**Task objective**
Copy out every record below with complete accuracy.

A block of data
+===+
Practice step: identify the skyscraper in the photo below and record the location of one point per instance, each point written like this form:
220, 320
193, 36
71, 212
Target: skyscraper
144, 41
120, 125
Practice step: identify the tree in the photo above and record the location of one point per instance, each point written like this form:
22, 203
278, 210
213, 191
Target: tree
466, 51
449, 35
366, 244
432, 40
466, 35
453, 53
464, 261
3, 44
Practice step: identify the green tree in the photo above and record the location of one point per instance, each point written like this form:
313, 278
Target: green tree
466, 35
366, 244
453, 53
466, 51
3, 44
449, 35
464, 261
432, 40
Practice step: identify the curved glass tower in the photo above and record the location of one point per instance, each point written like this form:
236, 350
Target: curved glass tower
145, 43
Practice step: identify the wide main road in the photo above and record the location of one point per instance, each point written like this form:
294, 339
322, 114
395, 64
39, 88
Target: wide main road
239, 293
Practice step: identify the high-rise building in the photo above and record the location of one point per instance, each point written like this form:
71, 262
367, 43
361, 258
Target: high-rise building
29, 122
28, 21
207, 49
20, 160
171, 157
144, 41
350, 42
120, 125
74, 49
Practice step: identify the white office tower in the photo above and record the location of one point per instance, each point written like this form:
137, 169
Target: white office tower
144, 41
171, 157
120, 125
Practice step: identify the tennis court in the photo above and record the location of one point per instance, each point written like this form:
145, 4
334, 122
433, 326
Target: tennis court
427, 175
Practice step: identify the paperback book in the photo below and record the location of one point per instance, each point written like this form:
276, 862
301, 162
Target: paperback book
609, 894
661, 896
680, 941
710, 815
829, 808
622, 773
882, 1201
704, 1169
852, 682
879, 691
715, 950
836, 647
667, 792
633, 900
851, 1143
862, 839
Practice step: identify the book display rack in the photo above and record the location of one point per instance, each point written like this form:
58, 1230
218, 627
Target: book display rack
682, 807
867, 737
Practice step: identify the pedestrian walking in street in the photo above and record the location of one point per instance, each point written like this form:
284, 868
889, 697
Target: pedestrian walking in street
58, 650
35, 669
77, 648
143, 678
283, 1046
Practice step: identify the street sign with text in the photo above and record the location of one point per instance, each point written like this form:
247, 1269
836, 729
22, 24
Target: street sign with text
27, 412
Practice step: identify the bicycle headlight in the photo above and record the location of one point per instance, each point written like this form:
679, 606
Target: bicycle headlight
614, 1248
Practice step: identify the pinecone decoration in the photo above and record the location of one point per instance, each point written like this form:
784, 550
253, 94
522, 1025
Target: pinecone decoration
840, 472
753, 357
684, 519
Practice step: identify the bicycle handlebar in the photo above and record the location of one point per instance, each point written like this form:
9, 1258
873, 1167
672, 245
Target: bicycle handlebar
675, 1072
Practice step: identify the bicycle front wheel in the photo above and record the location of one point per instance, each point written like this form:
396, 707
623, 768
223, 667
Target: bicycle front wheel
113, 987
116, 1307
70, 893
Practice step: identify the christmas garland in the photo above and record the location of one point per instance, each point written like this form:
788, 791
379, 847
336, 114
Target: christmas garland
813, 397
+===+
**Solution to the problem**
Practice step: identify the skyscraper in the photo below and record the location of one point per instance, each point written like this form:
220, 320
193, 36
71, 212
Target: skyscraper
144, 41
120, 125
Practice step: identify the tree in the photo above and record the location of one point per instance, each point written like this form:
22, 203
278, 210
213, 191
Target: tree
466, 51
449, 35
366, 244
432, 40
466, 35
453, 53
464, 261
3, 44
Practice step: identify the green tree in the photo above and record the location of one point per instance, each point written like this form:
313, 278
Target: green tree
466, 35
366, 244
453, 53
466, 51
3, 44
449, 35
464, 261
432, 40
Practice step: identify the curved glass tower in the photo above and record the location of one point per instance, each point written like this form:
236, 350
Target: curved glass tower
145, 43
Practice step: identify the wide main road in the photo above and record the location of one point per instance, each point written like this form:
294, 339
322, 114
395, 64
39, 88
Target: wide main road
239, 293
Practice step: identify the high-rise building in the photo above and record the location of one point per instance, each point written like this form:
71, 262
367, 43
361, 258
Target: high-rise building
29, 122
28, 21
207, 49
20, 160
171, 157
144, 41
350, 42
120, 125
74, 49
Practice step: identify the white office tower in the photo above and record the location of one point per instance, each point written like this form:
137, 169
Target: white office tower
144, 41
171, 157
120, 125
Practice step: identify the tennis court in the photo above and record the location of one point per instance, each point written like this form:
145, 4
334, 122
433, 326
Target: tennis court
427, 175
Practice step: identify the paperback book in the photo below and record the location of one point per instance, each point written like this form:
276, 862
301, 162
Target: paperback book
609, 894
661, 896
680, 941
710, 815
829, 808
622, 773
882, 1201
704, 1169
852, 682
879, 691
715, 950
836, 647
667, 792
633, 900
851, 1143
862, 839
Practice step: identify the book display rack in the photo above and record the location of one point per instance, each point written like this form:
58, 1230
218, 627
Target: book display rack
682, 807
867, 737
Practice step: identify the pedestrian walking in street in the photo above and record the location of one point per instance, each point written like this form:
284, 868
889, 697
Target: pedestrian walking in street
58, 650
35, 669
77, 648
143, 678
283, 1046
Practice step: identify the street sign with text in the photo above and record the location of one point per instance, each point written like this form:
247, 1269
836, 729
22, 24
Target: street sign with text
27, 412
Practice step: identify the bicycle headlight in the photo above and record the location of one point per instance, each point written like this form:
679, 606
Target: bicycle headlight
614, 1248
Practice step: identify the pinecone decoration in the photo above and record the location of one point per instance, each point written like this form:
784, 550
253, 94
522, 1025
Target: pinecone decoration
840, 472
753, 357
684, 519
Practice step: identify the bicycle handlebar in the photo above and record the location of one point per instance, each point written like this form:
9, 1258
873, 1167
672, 245
Target: bicycle handlebar
675, 1072
Practice step: identify the bicycle front wheel in the photo above and record the location of one point per instance, each point written like this form:
396, 707
623, 768
223, 667
Target: bicycle front wheel
113, 987
116, 1307
70, 893
Practice step: identify the christmas garland in the photo above and record the location of one point per instance, each point written like this form:
788, 791
379, 847
336, 114
Target: christmas garland
813, 397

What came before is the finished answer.